>> START SUPPLIED INFORMATION

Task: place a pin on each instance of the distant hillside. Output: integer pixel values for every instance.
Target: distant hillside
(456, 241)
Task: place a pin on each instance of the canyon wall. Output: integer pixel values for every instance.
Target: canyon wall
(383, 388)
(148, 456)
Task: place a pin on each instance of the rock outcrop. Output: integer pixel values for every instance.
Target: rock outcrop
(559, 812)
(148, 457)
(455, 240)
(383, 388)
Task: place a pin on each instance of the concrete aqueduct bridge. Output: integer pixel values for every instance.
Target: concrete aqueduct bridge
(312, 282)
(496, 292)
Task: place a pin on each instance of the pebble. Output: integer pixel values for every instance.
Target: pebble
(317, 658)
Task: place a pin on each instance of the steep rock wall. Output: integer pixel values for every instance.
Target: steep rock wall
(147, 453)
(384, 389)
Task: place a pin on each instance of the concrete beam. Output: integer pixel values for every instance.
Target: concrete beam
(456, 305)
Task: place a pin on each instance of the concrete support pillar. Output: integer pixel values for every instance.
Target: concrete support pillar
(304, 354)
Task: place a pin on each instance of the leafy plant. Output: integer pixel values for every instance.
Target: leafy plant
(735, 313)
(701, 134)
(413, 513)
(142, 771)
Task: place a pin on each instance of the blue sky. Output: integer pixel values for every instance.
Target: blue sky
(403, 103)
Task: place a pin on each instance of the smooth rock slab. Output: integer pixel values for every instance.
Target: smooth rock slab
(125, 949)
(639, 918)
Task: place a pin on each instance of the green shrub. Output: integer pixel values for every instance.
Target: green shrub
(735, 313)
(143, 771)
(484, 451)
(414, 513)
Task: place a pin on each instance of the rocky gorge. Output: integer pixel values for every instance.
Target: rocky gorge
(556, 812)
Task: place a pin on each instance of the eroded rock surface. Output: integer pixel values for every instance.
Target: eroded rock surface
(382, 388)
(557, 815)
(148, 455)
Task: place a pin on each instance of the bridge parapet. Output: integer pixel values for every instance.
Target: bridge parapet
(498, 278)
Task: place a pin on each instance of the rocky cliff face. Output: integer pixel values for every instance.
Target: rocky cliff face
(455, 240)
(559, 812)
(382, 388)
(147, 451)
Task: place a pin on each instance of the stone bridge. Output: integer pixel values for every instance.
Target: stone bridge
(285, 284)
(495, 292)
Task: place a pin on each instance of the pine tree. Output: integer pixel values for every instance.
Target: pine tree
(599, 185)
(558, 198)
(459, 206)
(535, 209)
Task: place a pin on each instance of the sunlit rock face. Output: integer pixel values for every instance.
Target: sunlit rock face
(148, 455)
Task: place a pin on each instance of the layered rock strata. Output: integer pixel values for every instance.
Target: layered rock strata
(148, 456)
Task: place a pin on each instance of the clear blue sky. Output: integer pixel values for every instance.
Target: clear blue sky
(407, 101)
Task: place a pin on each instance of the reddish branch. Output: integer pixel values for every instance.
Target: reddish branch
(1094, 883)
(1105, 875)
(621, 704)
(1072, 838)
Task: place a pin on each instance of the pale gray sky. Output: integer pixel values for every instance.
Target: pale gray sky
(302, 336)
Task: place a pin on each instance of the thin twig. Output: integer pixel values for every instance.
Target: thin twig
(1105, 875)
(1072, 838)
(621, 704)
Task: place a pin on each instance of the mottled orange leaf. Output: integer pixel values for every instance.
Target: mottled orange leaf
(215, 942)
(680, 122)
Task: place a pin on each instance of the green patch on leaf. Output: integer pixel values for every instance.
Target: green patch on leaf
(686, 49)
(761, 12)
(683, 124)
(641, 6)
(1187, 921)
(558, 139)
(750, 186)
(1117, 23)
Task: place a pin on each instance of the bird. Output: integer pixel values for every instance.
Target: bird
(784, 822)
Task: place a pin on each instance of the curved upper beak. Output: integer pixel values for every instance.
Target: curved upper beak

>> END SUPPLIED INFORMATION

* _WHAT IS NEEDED_
Starting with the line that contains "Task: place a pin on each instance of the bridge", output every line through the end of the listing above, unchanged.

* _FINAL RESULT_
Task: place a pin on each instance of the bridge parapet. Output: integer pixel values for every instance.
Target: bridge parapet
(498, 278)
Task: place a pin on each instance of the rocky cliff face. Output: integer pixel values for every instance.
Target: rocky cliff face
(455, 240)
(559, 812)
(382, 388)
(147, 451)
Task: place a pin on each instance of the stone bridge. Output: integer pixel values for every instance.
Target: stone bridge
(285, 284)
(495, 292)
Task: place a pin on each instance of the pine tree. Output: integer pixel values for every instance.
Target: pine tree
(599, 185)
(558, 198)
(459, 206)
(535, 209)
Task: place a pin on each instance of the sunlit rock face. Output: integer pixel values for every instance.
Target: sunlit rock face
(148, 455)
Task: place a pin on each instance of the layered rock strata. Output: integer pixel values for every instance.
Target: layered rock strata
(148, 456)
Task: place a pin on each instance of the clear blue sky. Output: integer pixel values for every instance.
Target: clear blue sky
(407, 101)
Task: place a pin on each instance of the reddish branch. Output: integer pixel values for every instance.
Target: reddish branch
(1094, 883)
(1105, 875)
(621, 704)
(1072, 838)
Task: place a pin on each instance of the pale gray sky. Output: integer pixel values for every instance.
Target: pale gray sky
(302, 336)
Task: place a pin on each instance of the thin twig. Output: integer pixel values for every instance.
Target: thin twig
(1105, 875)
(1072, 838)
(621, 704)
Task: place a pin on each instance of the mottled orange leaf. Output: integer pixel values for every instance.
Target: mottled orange leaf
(215, 942)
(680, 122)
Task: place a pin on each instance of the green patch on leaf. Output: integer pixel values for every instance.
Target: green patch on leaf
(686, 49)
(761, 12)
(683, 124)
(641, 6)
(1187, 921)
(558, 139)
(750, 186)
(1117, 23)
Task: place a pin on each instance of the bird. Output: integer pixel values for every instance.
Target: bird
(784, 822)
Task: place a pin on each instance of the curved upper beak. Output: integer pixel values for every instance.
Target: curved upper beak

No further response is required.